======== Dataset excerpts

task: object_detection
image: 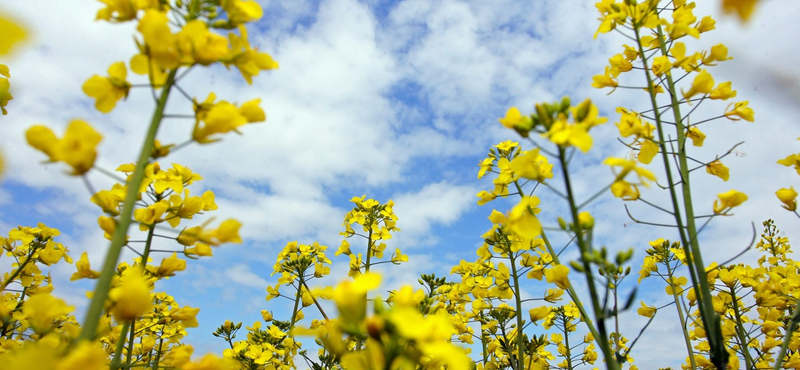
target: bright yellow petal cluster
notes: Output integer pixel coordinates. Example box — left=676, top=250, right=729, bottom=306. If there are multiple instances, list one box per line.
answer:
left=25, top=120, right=103, bottom=175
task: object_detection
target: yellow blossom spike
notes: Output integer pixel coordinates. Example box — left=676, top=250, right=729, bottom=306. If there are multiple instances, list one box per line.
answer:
left=714, top=190, right=747, bottom=215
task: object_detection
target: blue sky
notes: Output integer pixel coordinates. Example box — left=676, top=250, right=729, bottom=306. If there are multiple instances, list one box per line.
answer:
left=0, top=0, right=800, bottom=368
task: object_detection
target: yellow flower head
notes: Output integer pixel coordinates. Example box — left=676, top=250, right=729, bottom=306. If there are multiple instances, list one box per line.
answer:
left=775, top=186, right=797, bottom=212
left=544, top=265, right=569, bottom=289
left=108, top=268, right=153, bottom=322
left=22, top=293, right=75, bottom=334
left=506, top=196, right=542, bottom=239
left=25, top=120, right=103, bottom=175
left=0, top=16, right=28, bottom=55
left=725, top=100, right=755, bottom=122
left=714, top=190, right=747, bottom=215
left=706, top=159, right=730, bottom=181
left=511, top=148, right=553, bottom=182
left=83, top=62, right=131, bottom=113
left=69, top=252, right=100, bottom=281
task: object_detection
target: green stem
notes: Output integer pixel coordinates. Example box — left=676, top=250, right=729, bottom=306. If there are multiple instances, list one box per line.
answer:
left=772, top=299, right=800, bottom=370
left=78, top=69, right=178, bottom=341
left=730, top=287, right=753, bottom=369
left=514, top=180, right=601, bottom=356
left=558, top=147, right=620, bottom=370
left=0, top=247, right=37, bottom=292
left=111, top=321, right=133, bottom=370
left=634, top=25, right=728, bottom=369
left=480, top=311, right=489, bottom=368
left=125, top=225, right=156, bottom=369
left=563, top=318, right=572, bottom=370
left=508, top=253, right=525, bottom=369
left=665, top=262, right=697, bottom=370
left=303, top=280, right=330, bottom=321
left=289, top=276, right=303, bottom=332
left=364, top=227, right=374, bottom=272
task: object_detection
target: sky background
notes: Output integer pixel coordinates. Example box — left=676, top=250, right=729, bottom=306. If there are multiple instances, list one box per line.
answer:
left=0, top=0, right=800, bottom=368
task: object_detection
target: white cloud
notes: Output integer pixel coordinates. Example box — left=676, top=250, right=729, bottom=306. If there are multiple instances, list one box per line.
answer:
left=0, top=0, right=800, bottom=368
left=225, top=263, right=267, bottom=288
left=394, top=182, right=477, bottom=248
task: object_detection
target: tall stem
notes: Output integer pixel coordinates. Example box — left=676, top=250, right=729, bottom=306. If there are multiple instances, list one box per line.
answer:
left=508, top=253, right=525, bottom=369
left=558, top=147, right=620, bottom=370
left=79, top=69, right=178, bottom=340
left=665, top=261, right=697, bottom=370
left=730, top=287, right=753, bottom=369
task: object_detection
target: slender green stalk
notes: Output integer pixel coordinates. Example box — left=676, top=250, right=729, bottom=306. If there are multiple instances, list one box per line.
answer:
left=289, top=276, right=303, bottom=332
left=79, top=69, right=178, bottom=340
left=730, top=287, right=753, bottom=369
left=0, top=247, right=37, bottom=292
left=508, top=253, right=525, bottom=369
left=772, top=299, right=800, bottom=370
left=633, top=21, right=727, bottom=368
left=514, top=180, right=600, bottom=338
left=564, top=318, right=572, bottom=370
left=111, top=321, right=133, bottom=370
left=665, top=262, right=697, bottom=370
left=364, top=227, right=374, bottom=274
left=558, top=147, right=620, bottom=370
left=303, top=280, right=330, bottom=321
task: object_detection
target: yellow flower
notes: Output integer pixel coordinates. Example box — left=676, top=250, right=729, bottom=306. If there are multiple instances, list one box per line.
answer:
left=683, top=70, right=714, bottom=101
left=108, top=268, right=153, bottom=322
left=333, top=273, right=381, bottom=324
left=722, top=0, right=758, bottom=22
left=664, top=276, right=688, bottom=295
left=608, top=54, right=633, bottom=77
left=544, top=118, right=592, bottom=153
left=506, top=196, right=542, bottom=239
left=498, top=107, right=533, bottom=132
left=611, top=180, right=640, bottom=200
left=636, top=301, right=658, bottom=317
left=22, top=293, right=75, bottom=334
left=510, top=148, right=553, bottom=182
left=708, top=81, right=736, bottom=100
left=603, top=157, right=656, bottom=186
left=214, top=218, right=242, bottom=244
left=775, top=186, right=797, bottom=212
left=778, top=153, right=800, bottom=175
left=636, top=139, right=659, bottom=164
left=477, top=190, right=497, bottom=206
left=136, top=9, right=178, bottom=70
left=25, top=120, right=103, bottom=175
left=223, top=26, right=278, bottom=84
left=686, top=126, right=706, bottom=146
left=175, top=19, right=229, bottom=66
left=0, top=64, right=14, bottom=116
left=725, top=100, right=755, bottom=122
left=220, top=0, right=264, bottom=25
left=83, top=62, right=131, bottom=113
left=154, top=252, right=186, bottom=277
left=544, top=265, right=569, bottom=289
left=181, top=353, right=239, bottom=370
left=714, top=190, right=747, bottom=215
left=56, top=341, right=109, bottom=370
left=651, top=55, right=672, bottom=76
left=706, top=159, right=730, bottom=181
left=69, top=252, right=100, bottom=281
left=528, top=306, right=550, bottom=322
left=97, top=216, right=117, bottom=240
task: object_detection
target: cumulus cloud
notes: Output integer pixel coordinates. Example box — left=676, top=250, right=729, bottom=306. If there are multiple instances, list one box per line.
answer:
left=0, top=0, right=800, bottom=368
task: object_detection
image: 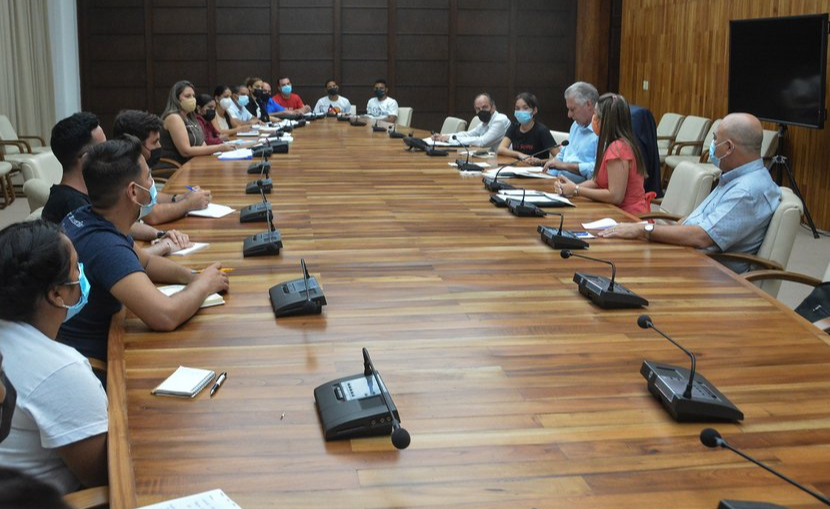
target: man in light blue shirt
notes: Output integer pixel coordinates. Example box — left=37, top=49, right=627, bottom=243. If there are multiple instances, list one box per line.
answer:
left=545, top=81, right=599, bottom=184
left=599, top=113, right=781, bottom=272
left=432, top=92, right=510, bottom=152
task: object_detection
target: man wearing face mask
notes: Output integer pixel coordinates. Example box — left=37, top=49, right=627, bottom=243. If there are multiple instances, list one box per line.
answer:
left=432, top=92, right=510, bottom=151
left=274, top=77, right=311, bottom=115
left=366, top=79, right=398, bottom=123
left=544, top=81, right=599, bottom=184
left=599, top=113, right=781, bottom=273
left=42, top=112, right=190, bottom=256
left=314, top=80, right=352, bottom=115
left=58, top=135, right=228, bottom=360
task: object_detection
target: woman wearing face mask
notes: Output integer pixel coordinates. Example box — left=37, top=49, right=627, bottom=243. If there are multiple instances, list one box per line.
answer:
left=196, top=94, right=224, bottom=145
left=161, top=81, right=232, bottom=164
left=0, top=220, right=107, bottom=493
left=556, top=94, right=654, bottom=215
left=498, top=92, right=556, bottom=166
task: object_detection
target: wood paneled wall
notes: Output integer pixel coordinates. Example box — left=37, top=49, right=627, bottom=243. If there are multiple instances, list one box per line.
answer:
left=77, top=0, right=577, bottom=135
left=620, top=0, right=830, bottom=230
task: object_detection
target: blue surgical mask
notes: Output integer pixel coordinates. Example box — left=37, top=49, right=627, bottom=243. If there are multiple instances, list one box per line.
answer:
left=62, top=262, right=89, bottom=322
left=709, top=140, right=726, bottom=167
left=136, top=181, right=158, bottom=219
left=513, top=110, right=533, bottom=125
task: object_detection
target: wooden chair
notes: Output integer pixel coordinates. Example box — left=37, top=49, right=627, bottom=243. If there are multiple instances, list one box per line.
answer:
left=741, top=264, right=830, bottom=333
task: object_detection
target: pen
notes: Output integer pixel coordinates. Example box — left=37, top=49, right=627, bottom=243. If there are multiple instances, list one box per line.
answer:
left=210, top=371, right=228, bottom=398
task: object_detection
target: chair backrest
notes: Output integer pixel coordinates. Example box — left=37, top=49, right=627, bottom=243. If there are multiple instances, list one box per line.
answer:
left=442, top=116, right=467, bottom=134
left=23, top=178, right=52, bottom=212
left=395, top=106, right=412, bottom=127
left=757, top=187, right=804, bottom=297
left=20, top=152, right=63, bottom=185
left=550, top=130, right=571, bottom=145
left=0, top=115, right=20, bottom=154
left=660, top=161, right=715, bottom=217
left=674, top=115, right=712, bottom=156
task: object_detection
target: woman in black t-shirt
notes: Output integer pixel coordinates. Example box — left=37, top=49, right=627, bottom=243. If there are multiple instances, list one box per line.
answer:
left=499, top=92, right=556, bottom=166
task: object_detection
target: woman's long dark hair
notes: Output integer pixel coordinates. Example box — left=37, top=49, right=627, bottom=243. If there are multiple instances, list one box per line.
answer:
left=594, top=94, right=648, bottom=180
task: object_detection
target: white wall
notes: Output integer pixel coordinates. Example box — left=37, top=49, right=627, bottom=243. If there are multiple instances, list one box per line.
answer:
left=47, top=0, right=81, bottom=120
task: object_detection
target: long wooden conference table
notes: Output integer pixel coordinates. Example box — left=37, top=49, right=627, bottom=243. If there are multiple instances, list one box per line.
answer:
left=108, top=119, right=830, bottom=509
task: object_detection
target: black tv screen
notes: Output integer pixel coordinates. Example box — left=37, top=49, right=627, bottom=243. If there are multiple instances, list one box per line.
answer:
left=729, top=13, right=827, bottom=129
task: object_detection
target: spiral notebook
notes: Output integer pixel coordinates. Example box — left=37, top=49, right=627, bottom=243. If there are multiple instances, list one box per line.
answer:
left=150, top=366, right=216, bottom=398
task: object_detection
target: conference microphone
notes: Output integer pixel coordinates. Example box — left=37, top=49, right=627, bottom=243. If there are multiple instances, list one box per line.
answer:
left=426, top=131, right=450, bottom=157
left=363, top=348, right=411, bottom=449
left=536, top=212, right=589, bottom=249
left=452, top=134, right=481, bottom=171
left=507, top=189, right=548, bottom=217
left=637, top=315, right=744, bottom=422
left=559, top=249, right=648, bottom=309
left=481, top=147, right=556, bottom=193
left=700, top=428, right=830, bottom=509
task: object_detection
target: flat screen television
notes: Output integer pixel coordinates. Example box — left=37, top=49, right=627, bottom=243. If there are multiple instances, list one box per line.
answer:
left=729, top=13, right=828, bottom=129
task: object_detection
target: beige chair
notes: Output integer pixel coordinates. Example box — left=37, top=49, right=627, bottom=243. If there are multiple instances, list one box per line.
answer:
left=442, top=116, right=467, bottom=134
left=395, top=106, right=412, bottom=127
left=657, top=113, right=684, bottom=150
left=0, top=161, right=14, bottom=209
left=709, top=187, right=804, bottom=297
left=550, top=130, right=571, bottom=145
left=23, top=178, right=52, bottom=212
left=640, top=161, right=720, bottom=221
left=666, top=119, right=721, bottom=173
left=20, top=152, right=63, bottom=185
left=741, top=265, right=830, bottom=333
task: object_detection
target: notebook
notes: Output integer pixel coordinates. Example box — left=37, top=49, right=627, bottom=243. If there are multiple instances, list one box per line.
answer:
left=158, top=285, right=225, bottom=308
left=150, top=366, right=216, bottom=398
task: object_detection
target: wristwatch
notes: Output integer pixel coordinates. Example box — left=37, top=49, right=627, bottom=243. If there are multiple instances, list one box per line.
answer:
left=643, top=223, right=654, bottom=240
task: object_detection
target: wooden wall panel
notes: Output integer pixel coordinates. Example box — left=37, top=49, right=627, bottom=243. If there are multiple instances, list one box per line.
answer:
left=76, top=0, right=577, bottom=132
left=619, top=0, right=830, bottom=230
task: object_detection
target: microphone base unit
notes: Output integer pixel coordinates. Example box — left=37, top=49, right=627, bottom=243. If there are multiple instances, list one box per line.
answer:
left=640, top=361, right=748, bottom=422
left=507, top=199, right=548, bottom=217
left=314, top=373, right=400, bottom=441
left=248, top=161, right=271, bottom=175
left=481, top=177, right=516, bottom=193
left=718, top=500, right=789, bottom=509
left=574, top=272, right=648, bottom=309
left=242, top=230, right=282, bottom=258
left=536, top=225, right=590, bottom=250
left=268, top=277, right=327, bottom=318
left=239, top=202, right=271, bottom=223
left=245, top=179, right=274, bottom=194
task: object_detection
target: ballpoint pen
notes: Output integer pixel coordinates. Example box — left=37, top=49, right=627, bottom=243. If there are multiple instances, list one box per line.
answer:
left=210, top=371, right=228, bottom=398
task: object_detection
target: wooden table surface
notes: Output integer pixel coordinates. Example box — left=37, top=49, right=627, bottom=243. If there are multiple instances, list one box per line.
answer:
left=109, top=119, right=830, bottom=509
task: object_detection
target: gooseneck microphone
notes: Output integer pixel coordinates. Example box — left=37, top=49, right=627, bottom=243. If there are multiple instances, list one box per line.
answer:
left=559, top=249, right=617, bottom=292
left=363, top=348, right=412, bottom=449
left=700, top=428, right=830, bottom=506
left=637, top=315, right=697, bottom=399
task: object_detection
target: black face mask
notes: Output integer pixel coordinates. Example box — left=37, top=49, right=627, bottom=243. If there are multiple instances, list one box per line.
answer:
left=0, top=373, right=17, bottom=442
left=147, top=147, right=162, bottom=168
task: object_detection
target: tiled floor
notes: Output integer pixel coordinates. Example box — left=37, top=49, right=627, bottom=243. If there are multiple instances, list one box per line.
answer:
left=0, top=192, right=830, bottom=308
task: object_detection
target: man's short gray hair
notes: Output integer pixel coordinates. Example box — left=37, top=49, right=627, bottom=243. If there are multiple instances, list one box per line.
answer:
left=565, top=81, right=599, bottom=106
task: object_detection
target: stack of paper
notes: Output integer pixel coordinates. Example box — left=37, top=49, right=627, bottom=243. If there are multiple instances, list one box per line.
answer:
left=150, top=366, right=216, bottom=398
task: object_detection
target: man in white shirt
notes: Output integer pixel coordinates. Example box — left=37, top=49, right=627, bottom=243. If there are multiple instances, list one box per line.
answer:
left=228, top=85, right=259, bottom=127
left=432, top=92, right=510, bottom=151
left=366, top=80, right=398, bottom=123
left=314, top=80, right=352, bottom=114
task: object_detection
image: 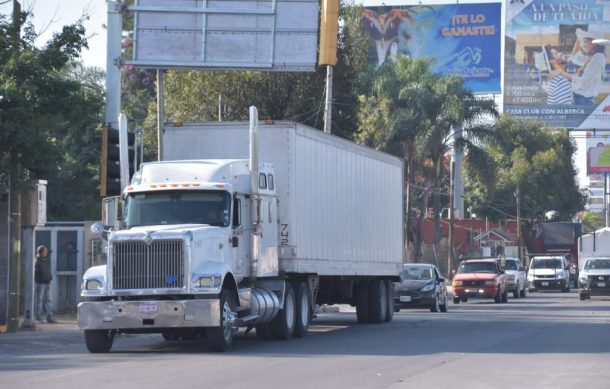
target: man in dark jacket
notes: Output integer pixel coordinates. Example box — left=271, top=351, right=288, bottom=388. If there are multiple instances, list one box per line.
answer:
left=34, top=246, right=57, bottom=323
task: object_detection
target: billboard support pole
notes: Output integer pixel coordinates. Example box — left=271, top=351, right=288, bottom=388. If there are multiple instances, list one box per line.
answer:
left=604, top=173, right=610, bottom=227
left=324, top=65, right=333, bottom=134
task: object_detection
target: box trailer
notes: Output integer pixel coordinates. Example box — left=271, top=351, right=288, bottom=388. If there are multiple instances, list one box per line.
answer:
left=78, top=108, right=403, bottom=352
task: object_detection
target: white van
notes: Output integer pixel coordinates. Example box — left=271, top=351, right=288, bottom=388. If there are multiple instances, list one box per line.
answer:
left=527, top=255, right=570, bottom=292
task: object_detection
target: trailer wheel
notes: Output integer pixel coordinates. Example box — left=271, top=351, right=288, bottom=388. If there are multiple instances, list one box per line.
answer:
left=369, top=280, right=388, bottom=323
left=384, top=280, right=396, bottom=323
left=206, top=288, right=236, bottom=352
left=85, top=330, right=114, bottom=354
left=269, top=282, right=297, bottom=340
left=294, top=281, right=311, bottom=338
left=354, top=281, right=369, bottom=324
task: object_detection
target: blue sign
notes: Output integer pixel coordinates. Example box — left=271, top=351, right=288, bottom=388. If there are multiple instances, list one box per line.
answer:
left=504, top=0, right=610, bottom=129
left=362, top=3, right=503, bottom=93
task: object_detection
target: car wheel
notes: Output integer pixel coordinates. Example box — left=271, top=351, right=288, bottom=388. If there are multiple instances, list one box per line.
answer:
left=430, top=295, right=440, bottom=312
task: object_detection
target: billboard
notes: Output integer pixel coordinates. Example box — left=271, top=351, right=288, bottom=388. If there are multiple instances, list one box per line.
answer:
left=587, top=145, right=610, bottom=174
left=504, top=0, right=610, bottom=129
left=362, top=3, right=502, bottom=93
left=127, top=0, right=320, bottom=71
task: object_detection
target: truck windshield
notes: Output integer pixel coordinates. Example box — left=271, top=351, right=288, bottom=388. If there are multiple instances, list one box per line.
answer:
left=458, top=262, right=497, bottom=273
left=532, top=258, right=562, bottom=269
left=124, top=191, right=231, bottom=228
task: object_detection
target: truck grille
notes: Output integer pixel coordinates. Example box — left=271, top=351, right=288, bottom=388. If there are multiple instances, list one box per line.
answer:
left=112, top=240, right=184, bottom=289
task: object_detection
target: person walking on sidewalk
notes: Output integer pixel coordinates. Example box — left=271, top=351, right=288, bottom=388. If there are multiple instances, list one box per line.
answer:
left=34, top=246, right=57, bottom=323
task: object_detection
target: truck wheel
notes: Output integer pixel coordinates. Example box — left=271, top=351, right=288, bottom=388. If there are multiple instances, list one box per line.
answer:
left=294, top=281, right=311, bottom=338
left=385, top=280, right=397, bottom=322
left=206, top=288, right=236, bottom=352
left=85, top=330, right=114, bottom=354
left=369, top=280, right=388, bottom=323
left=354, top=281, right=369, bottom=324
left=254, top=323, right=271, bottom=340
left=269, top=282, right=297, bottom=340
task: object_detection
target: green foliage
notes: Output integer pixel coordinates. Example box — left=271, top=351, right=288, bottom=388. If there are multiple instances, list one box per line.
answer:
left=0, top=13, right=103, bottom=220
left=465, top=115, right=586, bottom=221
left=582, top=211, right=604, bottom=234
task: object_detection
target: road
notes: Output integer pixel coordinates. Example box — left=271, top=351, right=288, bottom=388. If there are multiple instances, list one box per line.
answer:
left=0, top=291, right=610, bottom=389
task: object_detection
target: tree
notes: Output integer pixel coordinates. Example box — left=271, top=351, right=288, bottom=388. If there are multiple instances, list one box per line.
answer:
left=466, top=115, right=586, bottom=223
left=357, top=57, right=496, bottom=262
left=0, top=13, right=103, bottom=220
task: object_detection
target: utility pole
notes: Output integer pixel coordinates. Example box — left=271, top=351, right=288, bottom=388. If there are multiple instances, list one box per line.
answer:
left=515, top=185, right=525, bottom=266
left=6, top=0, right=21, bottom=332
left=447, top=161, right=455, bottom=279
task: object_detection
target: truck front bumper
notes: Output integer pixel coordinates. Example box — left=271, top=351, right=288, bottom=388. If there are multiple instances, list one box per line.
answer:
left=78, top=299, right=220, bottom=330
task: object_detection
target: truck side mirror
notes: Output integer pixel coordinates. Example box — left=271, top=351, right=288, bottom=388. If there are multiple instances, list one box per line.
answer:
left=102, top=196, right=123, bottom=230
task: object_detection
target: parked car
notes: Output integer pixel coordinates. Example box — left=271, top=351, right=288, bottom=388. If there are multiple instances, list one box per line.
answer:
left=500, top=257, right=527, bottom=298
left=394, top=264, right=447, bottom=312
left=452, top=259, right=508, bottom=304
left=527, top=255, right=570, bottom=292
left=578, top=257, right=610, bottom=300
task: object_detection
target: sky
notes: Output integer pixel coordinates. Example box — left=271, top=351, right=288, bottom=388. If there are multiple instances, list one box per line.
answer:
left=0, top=0, right=588, bottom=187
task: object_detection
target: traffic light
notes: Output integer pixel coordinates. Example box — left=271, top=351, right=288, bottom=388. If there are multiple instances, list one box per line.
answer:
left=100, top=127, right=136, bottom=197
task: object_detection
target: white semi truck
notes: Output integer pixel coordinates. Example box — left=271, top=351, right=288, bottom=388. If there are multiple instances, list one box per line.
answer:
left=78, top=107, right=403, bottom=353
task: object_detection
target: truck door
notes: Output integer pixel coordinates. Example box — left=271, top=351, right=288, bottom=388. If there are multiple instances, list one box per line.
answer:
left=231, top=194, right=252, bottom=277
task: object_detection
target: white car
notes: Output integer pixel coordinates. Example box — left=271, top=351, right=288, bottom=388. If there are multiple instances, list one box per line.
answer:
left=527, top=255, right=570, bottom=292
left=500, top=257, right=528, bottom=298
left=578, top=257, right=610, bottom=300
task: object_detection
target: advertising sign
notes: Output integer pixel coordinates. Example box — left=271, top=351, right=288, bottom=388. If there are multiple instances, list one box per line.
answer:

================

• The problem
Extract every line of the records above that contains the word "yellow".

• Answer below
target: bright yellow petal cluster
target: yellow blossom spike
target: yellow flower head
target: yellow flower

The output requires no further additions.